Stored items
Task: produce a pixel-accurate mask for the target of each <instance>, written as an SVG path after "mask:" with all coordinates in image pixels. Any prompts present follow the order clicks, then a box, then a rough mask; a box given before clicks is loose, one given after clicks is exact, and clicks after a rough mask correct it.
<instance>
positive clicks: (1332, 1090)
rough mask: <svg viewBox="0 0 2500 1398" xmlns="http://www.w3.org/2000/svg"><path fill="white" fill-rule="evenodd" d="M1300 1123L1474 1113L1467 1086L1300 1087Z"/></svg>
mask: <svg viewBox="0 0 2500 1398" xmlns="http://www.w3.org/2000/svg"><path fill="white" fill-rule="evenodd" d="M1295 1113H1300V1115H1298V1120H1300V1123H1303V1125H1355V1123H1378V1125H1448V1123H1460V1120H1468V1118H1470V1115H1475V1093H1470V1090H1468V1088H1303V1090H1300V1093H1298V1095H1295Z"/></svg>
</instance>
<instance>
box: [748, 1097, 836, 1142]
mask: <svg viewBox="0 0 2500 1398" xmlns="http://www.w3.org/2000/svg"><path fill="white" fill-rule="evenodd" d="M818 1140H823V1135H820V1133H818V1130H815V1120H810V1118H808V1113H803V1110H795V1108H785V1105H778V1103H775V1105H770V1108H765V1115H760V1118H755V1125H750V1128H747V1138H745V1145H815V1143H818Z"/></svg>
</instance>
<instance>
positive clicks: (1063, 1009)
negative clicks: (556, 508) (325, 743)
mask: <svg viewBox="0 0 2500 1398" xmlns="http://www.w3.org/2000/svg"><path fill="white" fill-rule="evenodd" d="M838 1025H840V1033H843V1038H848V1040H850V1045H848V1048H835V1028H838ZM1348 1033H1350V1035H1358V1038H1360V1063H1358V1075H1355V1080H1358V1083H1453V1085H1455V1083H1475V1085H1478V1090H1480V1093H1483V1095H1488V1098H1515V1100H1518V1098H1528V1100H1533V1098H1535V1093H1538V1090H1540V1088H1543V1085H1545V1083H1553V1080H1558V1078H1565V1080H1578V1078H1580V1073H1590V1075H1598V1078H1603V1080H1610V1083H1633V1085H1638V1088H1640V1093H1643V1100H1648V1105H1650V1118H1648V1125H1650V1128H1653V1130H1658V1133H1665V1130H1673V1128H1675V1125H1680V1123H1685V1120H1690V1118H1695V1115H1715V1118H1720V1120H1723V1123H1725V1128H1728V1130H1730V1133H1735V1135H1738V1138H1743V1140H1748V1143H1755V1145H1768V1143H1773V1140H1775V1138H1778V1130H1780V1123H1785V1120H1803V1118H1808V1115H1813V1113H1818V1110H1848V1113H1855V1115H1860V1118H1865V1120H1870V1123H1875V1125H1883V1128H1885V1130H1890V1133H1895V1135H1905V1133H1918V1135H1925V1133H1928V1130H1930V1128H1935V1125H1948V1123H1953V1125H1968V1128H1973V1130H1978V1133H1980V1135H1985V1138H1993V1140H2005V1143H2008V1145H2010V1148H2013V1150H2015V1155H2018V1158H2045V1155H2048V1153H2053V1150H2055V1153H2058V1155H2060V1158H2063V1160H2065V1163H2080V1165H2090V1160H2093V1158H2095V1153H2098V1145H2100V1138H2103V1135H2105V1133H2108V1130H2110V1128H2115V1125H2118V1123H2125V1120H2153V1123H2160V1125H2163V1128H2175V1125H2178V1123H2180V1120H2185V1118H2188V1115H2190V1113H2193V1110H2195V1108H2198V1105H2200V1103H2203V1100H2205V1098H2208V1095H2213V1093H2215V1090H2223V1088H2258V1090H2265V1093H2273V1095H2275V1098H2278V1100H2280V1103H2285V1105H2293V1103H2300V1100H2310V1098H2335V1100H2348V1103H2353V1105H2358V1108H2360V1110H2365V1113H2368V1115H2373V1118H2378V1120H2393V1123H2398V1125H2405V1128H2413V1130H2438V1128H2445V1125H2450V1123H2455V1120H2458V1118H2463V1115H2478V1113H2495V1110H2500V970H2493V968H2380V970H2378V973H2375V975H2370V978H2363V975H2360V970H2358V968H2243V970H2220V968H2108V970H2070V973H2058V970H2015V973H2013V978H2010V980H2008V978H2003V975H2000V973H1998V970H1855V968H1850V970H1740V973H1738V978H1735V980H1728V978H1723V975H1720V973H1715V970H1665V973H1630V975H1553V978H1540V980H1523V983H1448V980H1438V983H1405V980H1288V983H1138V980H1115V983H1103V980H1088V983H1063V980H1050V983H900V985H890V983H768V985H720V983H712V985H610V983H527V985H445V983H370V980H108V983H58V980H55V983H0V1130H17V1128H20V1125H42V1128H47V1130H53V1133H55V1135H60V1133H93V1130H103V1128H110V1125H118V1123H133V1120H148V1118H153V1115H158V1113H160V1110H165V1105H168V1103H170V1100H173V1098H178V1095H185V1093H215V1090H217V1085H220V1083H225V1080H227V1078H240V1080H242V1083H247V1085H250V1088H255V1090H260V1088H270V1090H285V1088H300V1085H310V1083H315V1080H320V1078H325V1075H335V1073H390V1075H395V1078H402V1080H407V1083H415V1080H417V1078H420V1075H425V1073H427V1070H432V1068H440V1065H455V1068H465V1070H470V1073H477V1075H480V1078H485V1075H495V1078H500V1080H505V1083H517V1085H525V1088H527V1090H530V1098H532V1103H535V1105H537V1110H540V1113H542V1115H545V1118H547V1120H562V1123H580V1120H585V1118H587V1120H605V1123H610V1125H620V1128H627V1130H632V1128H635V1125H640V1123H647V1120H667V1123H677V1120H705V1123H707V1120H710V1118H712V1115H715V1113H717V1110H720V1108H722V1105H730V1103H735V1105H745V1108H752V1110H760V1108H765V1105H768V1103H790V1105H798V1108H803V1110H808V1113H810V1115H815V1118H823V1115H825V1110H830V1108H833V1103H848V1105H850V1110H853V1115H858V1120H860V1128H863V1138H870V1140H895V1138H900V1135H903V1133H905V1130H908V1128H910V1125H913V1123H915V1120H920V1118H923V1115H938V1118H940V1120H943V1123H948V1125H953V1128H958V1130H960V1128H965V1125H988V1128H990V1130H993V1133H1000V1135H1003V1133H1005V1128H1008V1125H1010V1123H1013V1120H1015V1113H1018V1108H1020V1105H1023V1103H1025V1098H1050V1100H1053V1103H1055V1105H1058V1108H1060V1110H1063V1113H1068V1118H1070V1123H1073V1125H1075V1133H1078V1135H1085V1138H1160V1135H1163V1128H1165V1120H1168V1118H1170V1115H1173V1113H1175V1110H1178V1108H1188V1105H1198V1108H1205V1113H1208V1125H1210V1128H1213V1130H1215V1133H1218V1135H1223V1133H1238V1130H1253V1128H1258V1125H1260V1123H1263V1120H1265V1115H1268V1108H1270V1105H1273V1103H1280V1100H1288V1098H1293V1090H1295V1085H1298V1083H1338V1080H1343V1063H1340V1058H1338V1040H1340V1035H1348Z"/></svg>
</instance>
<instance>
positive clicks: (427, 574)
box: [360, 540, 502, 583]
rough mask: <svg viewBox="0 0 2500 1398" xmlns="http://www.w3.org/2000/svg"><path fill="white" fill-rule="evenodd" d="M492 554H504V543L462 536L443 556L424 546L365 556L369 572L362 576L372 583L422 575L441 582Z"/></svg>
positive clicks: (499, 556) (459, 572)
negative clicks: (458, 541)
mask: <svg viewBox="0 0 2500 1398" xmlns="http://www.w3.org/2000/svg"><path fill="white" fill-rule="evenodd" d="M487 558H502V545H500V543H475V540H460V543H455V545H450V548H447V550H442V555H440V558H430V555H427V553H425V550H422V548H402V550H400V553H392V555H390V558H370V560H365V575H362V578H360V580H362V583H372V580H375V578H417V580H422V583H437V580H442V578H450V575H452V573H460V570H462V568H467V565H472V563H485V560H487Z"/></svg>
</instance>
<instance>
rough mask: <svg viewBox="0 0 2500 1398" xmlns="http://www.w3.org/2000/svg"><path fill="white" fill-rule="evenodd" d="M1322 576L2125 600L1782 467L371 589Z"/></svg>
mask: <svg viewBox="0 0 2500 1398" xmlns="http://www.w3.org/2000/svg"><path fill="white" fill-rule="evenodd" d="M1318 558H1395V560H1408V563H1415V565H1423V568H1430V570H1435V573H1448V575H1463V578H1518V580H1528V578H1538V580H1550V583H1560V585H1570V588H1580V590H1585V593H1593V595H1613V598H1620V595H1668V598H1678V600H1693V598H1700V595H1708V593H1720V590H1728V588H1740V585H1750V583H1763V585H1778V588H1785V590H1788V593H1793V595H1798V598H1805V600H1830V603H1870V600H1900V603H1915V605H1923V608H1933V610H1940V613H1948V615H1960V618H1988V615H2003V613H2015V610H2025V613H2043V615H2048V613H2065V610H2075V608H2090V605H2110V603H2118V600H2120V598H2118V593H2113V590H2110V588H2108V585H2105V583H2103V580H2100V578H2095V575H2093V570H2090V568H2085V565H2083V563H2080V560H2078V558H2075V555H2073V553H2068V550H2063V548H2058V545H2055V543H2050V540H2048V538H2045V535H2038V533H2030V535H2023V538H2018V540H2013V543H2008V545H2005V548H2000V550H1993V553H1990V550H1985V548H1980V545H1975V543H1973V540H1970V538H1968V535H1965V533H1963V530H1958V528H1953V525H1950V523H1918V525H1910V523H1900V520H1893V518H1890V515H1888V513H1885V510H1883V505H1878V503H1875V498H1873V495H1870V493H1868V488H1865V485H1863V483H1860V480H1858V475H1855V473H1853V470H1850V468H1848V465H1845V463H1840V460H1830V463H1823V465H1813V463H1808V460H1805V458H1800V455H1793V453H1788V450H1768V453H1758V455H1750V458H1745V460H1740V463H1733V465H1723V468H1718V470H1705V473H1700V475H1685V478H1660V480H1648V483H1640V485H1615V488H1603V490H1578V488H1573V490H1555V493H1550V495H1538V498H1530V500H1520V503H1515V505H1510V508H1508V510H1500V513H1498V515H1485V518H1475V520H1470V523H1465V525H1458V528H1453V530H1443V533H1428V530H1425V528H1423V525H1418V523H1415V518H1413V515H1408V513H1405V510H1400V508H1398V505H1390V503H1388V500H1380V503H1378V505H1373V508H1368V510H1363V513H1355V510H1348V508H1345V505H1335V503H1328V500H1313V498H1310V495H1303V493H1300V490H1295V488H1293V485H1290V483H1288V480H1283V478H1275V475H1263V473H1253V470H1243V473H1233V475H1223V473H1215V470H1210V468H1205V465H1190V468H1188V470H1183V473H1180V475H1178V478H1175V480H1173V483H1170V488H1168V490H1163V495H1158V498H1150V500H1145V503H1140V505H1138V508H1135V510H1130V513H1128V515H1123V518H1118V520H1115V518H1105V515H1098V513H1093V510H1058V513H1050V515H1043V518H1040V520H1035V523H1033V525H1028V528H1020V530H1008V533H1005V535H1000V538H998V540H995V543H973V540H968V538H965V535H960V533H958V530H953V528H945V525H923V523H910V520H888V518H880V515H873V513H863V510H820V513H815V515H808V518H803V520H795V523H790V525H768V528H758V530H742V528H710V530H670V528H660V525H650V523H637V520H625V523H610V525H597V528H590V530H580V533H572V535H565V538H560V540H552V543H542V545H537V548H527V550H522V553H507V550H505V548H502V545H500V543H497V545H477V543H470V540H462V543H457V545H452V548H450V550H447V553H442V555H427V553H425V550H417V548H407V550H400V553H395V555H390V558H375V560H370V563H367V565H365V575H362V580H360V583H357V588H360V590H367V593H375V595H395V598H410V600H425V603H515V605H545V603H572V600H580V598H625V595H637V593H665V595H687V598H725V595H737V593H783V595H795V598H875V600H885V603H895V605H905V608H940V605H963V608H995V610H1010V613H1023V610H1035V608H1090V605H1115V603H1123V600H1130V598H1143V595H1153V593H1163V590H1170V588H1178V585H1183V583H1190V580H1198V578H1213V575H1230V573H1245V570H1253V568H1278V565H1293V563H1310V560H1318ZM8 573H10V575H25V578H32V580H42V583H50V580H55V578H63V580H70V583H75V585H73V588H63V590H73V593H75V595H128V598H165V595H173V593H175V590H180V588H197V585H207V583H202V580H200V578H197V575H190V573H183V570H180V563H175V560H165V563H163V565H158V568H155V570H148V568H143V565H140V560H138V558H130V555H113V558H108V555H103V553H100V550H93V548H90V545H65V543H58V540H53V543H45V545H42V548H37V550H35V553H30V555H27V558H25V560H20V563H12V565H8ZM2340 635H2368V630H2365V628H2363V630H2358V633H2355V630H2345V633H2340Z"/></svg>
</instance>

Your task
Please return every line of the records above that contains the word "clicks".

Solution
Task: produce a pixel-accurate mask for the target of each <instance>, written as an SVG path after "mask:" with all coordinates in image pixels. Any prompts present follow the order clicks, then a box, then a rough mask; a box given before clicks is loose, one given after clicks is exact, and clicks after a rough mask correct it.
positive clicks: (1332, 1090)
positive clicks: (1063, 1009)
negative clicks: (556, 508) (325, 743)
positive clicks: (427, 574)
positive clicks: (499, 556) (459, 572)
negative clicks: (458, 541)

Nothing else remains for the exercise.